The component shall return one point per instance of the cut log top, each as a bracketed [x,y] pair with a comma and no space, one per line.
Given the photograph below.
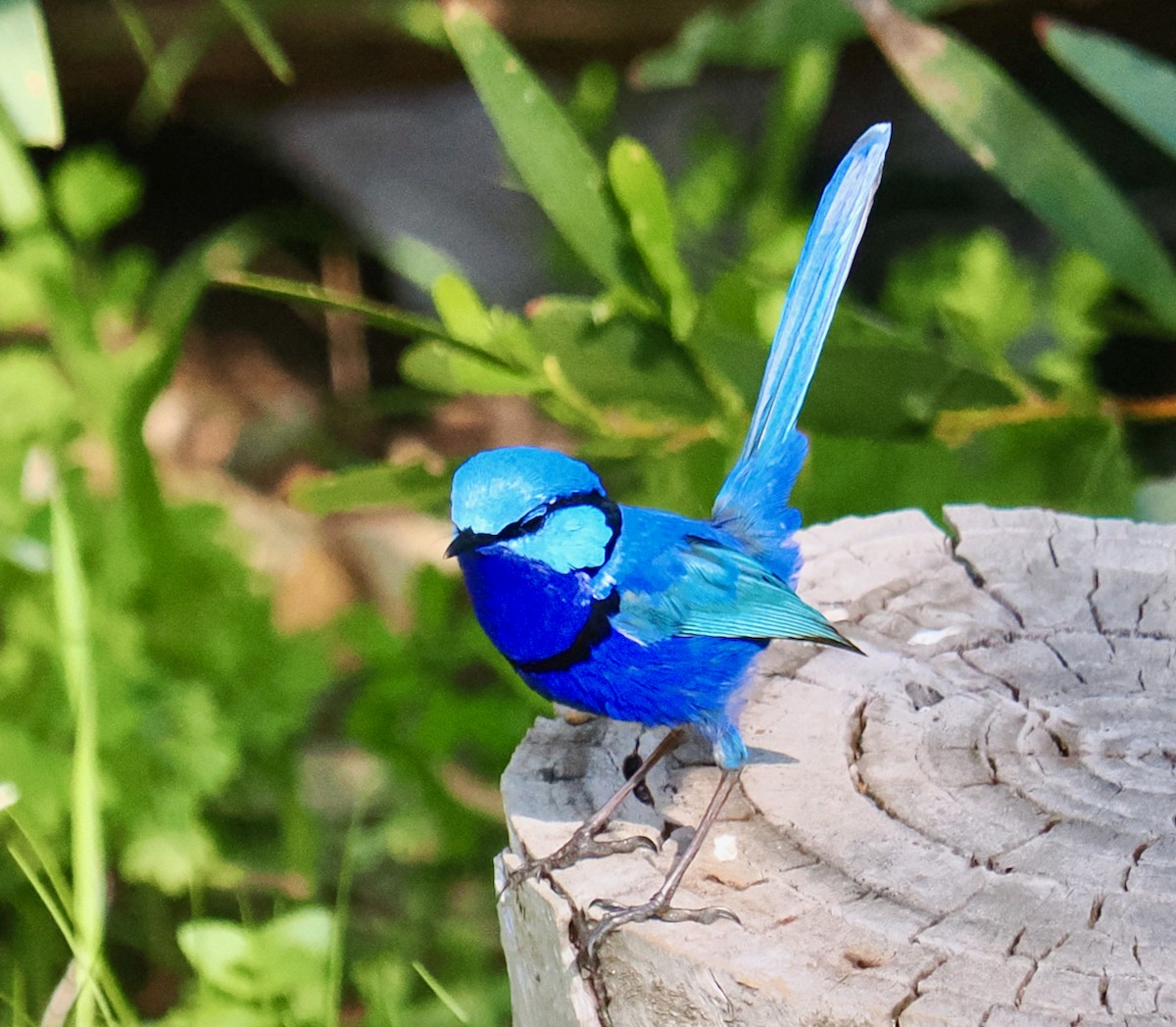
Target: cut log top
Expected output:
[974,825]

+++

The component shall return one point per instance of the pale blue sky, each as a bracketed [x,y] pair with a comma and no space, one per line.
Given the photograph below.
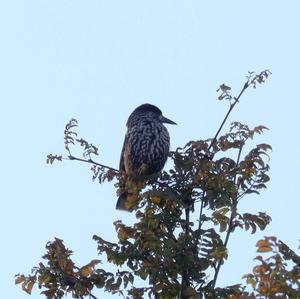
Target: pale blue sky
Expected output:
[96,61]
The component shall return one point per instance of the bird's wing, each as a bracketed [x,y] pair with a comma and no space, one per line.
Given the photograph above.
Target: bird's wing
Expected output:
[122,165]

+++

TASK INSTRUCTIONS
Copy out whichever lines of the listing contain the word "wing".

THE ANSWER
The component shall return one point per instance of the bird's wing, each as a bracketed [x,y] pair with a comma and no space, one per line.
Target: bird's wing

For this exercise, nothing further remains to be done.